[Start of TEXT SEGMENT]

Q:  Can my provincially incorporated company operate in a different province?

A:  Yes, operating in another jurisdiction is permitted if your company is registered in that jurisdiction.  Every province has different requirements for the registration of an extra-provincial company. 
There is an inter-provincial trade agreement between British Columbia, Alberta and Saskatchewan (the New West Partnership Trade Agreement – NWPTA) that allows companies to register and operate in all three provinces with very few requirements.  Please contact our office for more information about the NWPTA or if you would like to register your company in another province.

 

1. NAMING YOUR COMPANY

Q: What is the distinctive element in a company name?

A: The distinctive element of a company name is the element of a name that sets you apart from other similar businesses (e.g. Starbucks Coffee Shop). “Coffee Shop” does not distinguish itself in any way from other businesses in that industry, whereas “Starbucks” does and is considered the distinctive element. Made-up words are acceptable as distinctive elements, provided they do not conflict with others already registered.

Q: What is the descriptive element in a company name?

A: The descriptive element of a company name is the part of the name that indicates the nature of the business of the company (e.g. Starbuck Coffee Shop). The descriptive element can be specific such as “Coffee Shop”, or it can be more general, such as “Enterprises”, “Ventures” or “Holdings”.

Q: What is the corporate designation in a company name?

A: A company must have a corporate designation as the last word in the name of the company, such as “Limited”, “Limitee”, “Incorporee”, “Incorporated” or “Corporation”. Abbreviations of these words are also acceptable, such as “Ltd.”, “Ltee”, “Inc.” or “Corp”.

Q: What is a numbered name?

A: A numbered name is the incorporation number (seven digits) generated by the Corporate Registrar followed by the province of incorporation and a corporate designation, usually “LTD.” (E.g. 0999666 B.C. LTD.). You cannot choose your incorporation number. It will be assigned by the Corporate Registrar when the incorporation application is filed.

Q: What is the difference between a distinctive name and a numbered name?

A: There is no legal difference between a distinctive name and a numbered name.

Q: How long does it take to reserve a company’s name?

A: A name reservation can take 1-5 business days depending on the Province.

Q: Can I expedite a corporate name request?

A: Yes, it is possible to expedite a name reservation in British Columbia and Saskatchewan for additional fee(s). Please contact us by phone to process an expedited name request.  Most other provinces require a NUANS report based to the province of incorporation, these can be obtained within a single business day.

Q: Can I have more than one word for the distinctive element?

A: Yes

Q: Can I have more than one word for the descriptive element?

A: Yes
Q: Are there any words that cannot be used in a company’s name?

A: Yes there are words and symbols that generally will not be approved in a company name. All punctuation marks displayed on a standard 101/102 keyboard are acceptable; however, a punctuation mark cannot be the first character of a name. Other symbols and characters not found on a standard keyboard will not be approved.
Well-known names and trademarks will not be approved (e.g. Starbucks Tea Room Inc.). A name that closely resembles or is identical to another company name in the same jurisdiction will not be approved.
Any word that implies a connection with the federal or provincial government will not be approved without written consent from the government (e.g. “government”, “ministry”, “bureau”). Any words that suggest a connection to the Royal family will be denied (e.g. Prince William Shoe Shop Inc.).

[End of TEXT SEGMENT]

According to the company FAQ text, how long can a name reservation take?

[Start of SUPPLIED MATERIAL]

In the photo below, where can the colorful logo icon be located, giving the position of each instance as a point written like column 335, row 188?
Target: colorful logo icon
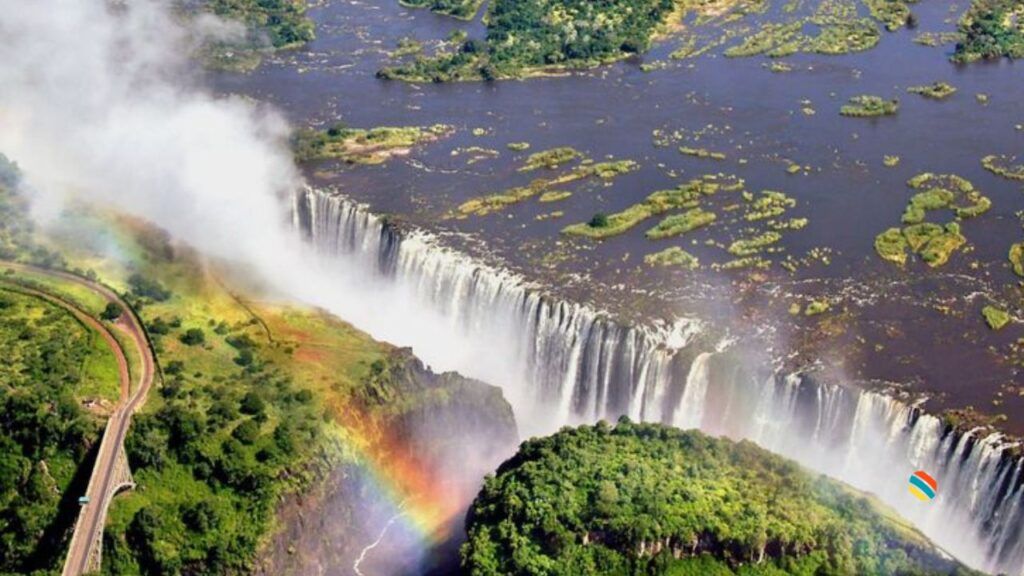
column 923, row 486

[End of SUPPLIED MATERIAL]

▶ _PROBLEM SOLUTION_
One to five business days, depending on the province.